** BEGIN Excerpted passage **

This time it’s really up! I’m beat. I’m miserable. I don’t care. I want quit. The full gamut of emotions. I had started very determined. I have an hour and 20 minutes to go 5.9 miles. I can do that. I can’t run it at this point but I can walk strong. Oops then there’s snow. And it’s slick. Enough runners have gone through that the pile covering the trail is squishy on top mixed with mud. Great. Ok – I can still do this. Again runners passing me going down. Same words of encouragement but my negative feelings are starting to become strong. All I wanted to do was get to the top and be done. Like really done. I had no intention of coming back down. I have to traverse the step uphill (I’m heading up Mt. Hood at this point), climb over downed trees (scrapping knees and inner thighs) and there is still snow. The path is not covered in snow but the patches when they occur are large enough to slow down a person with no energy. Did I mention that was me? I continue up the mountain thinking I can’t stop because Karl will kill me. I can’t stop because Cheri would not get to run back down. I can’t stop because I didn’t ride in a car for 2 days over 1800 miles to DNF. I can’t stop because Tony and Betty have come out to support me. I just want to stop.

Eventually I get closer to the top and as I am nearing the last pile of snow in the woods, I see Ben Holmes again. He says “Take a left after the snow and you’re there.” Phew! I’m close and I will make the halfway cutoff for 13 hours. Oh yeah… “almost there” means a mile in sand. Yuck. The tears begin again. It’s bad this time. I don’t give a damn what anyone thinks. I’m done at the top. And I can barely get there. It takes me almost 2 full hours to do these 5.9 miles. I spend at least 45 minutes in the sand. It SUCKS. However, I start to pass a few people in the sand. This means if I stay in I won’t be “DAL” – Dead Ass Last. Hmmm… nope I’m done… Then a gentleman (Bill) runs with me in the sand for a bit. He offers to take my Camelbak to the top to lighten the load. Very nice. I decline however, it was my choice to use it and I accept the consequences of carrying it.

As I go over one really bad section of – you guessed it – snow, I pass Dave. Dave stays close and we talk as we go along. I slowly pull ahead. I get to the parking lot of Timberline Lodge finally. This has sucked. Cheri is there and hands me a wet washcloth. Man that feels good! I’m miserable. The first thing she says is “Karl says you will regroup and be fine.” “Did you tell him I cried most of the last 6 miles?” “No, because I didn’t know that and I talked to Dane. He said he loves you.” The volunteer (in Ironman plaid short) was phenomenal. I don’t remember exactly the order but things went something like this. “Do you need your water filled?” “No” “Do you need some food?” “I don’t know.” “What do you need?” “I don’t know.” “Let’s just take that pack off and I’ll put cold water in it anyway. Give you a break from it while you drink some coke.” Cheri had handed me coke. She had been told to do a number of things for me at the aid station. Caffeine was something I needed. I just didn’t know. Karl knew from half way across the country. I was in bad shape. The gal & Cheri take my Camelbak. As the volunteer opens the back to get to the bladders she exclaims, “Honey, you are not getting your electrolytes!” “Yes I am” I say obstinately. “NO – you aren’t” and she shows me the bladder. At this point, if anyone would have asked, I would have bet all my worldly possessions that I was more than halfway into the Perpetuem. I was drinking often. I looked down to see that I had not consumed even a quarter of it! WOW – no wonder I feel bad and have no energy. I have bonked. And now... I know that it means.

** END Excerpted passage **
** BEGIN Material supplied **

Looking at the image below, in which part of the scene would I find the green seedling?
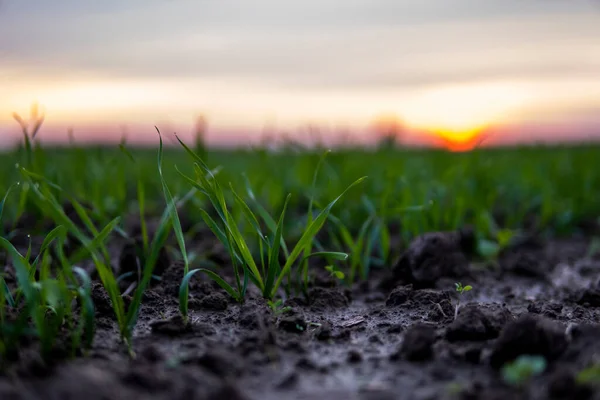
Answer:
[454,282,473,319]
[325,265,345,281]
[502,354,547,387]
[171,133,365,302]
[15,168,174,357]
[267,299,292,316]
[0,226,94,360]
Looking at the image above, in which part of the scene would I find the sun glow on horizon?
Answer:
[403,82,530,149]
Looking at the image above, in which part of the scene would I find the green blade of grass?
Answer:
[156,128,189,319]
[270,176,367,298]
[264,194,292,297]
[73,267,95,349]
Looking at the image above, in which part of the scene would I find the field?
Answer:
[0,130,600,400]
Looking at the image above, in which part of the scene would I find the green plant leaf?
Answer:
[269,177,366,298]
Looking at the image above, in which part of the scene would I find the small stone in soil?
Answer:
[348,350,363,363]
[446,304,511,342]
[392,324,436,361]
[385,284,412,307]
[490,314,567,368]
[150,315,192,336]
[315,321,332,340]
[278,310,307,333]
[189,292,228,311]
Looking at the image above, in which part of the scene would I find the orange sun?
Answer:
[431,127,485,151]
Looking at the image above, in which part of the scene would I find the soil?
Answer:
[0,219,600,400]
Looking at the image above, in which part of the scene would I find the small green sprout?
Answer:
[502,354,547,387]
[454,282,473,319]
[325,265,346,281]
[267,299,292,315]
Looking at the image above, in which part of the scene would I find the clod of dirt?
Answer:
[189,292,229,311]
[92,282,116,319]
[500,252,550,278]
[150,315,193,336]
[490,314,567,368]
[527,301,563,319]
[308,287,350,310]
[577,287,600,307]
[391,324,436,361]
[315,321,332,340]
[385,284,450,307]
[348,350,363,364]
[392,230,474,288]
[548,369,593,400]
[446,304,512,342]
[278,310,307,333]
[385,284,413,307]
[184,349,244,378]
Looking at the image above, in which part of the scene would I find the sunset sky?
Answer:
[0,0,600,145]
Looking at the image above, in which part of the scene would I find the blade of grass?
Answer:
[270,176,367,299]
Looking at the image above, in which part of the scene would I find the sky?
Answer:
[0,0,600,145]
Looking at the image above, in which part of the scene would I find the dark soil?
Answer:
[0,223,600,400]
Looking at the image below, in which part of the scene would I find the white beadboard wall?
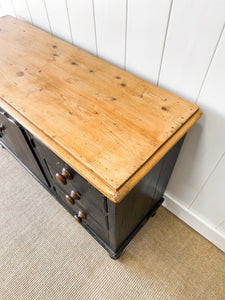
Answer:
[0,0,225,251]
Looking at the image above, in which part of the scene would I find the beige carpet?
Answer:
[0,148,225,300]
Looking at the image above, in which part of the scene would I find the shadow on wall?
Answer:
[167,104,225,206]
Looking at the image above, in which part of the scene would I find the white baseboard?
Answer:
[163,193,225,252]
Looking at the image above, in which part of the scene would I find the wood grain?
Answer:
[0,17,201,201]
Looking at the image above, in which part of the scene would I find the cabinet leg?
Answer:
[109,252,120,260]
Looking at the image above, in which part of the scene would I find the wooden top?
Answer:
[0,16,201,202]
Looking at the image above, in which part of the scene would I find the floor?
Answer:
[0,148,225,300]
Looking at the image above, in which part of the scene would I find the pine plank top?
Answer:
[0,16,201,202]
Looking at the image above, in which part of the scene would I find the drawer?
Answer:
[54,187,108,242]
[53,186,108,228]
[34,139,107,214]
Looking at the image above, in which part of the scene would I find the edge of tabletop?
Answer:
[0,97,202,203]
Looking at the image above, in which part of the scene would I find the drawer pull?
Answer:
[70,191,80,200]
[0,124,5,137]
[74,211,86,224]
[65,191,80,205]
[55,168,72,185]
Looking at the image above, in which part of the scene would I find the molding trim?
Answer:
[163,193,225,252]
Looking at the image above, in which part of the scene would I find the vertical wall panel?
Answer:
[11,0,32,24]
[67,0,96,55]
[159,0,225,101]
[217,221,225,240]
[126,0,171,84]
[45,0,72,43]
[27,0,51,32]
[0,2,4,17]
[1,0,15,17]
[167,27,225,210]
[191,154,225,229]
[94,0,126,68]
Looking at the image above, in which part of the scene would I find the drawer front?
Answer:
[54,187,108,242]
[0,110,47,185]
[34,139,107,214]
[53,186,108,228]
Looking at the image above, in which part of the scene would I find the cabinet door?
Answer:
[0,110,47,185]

** END Material supplied **

** Task brief **
From the race account above, list each reason given in the sentences that begin "I can’t stop because".

** In response **
- Karl will kill me.
- Cheri would not get to run back down.
- I didn’t ride in a car for 2 days over 1800 miles to DNF.
- Tony and Betty have come out to support me.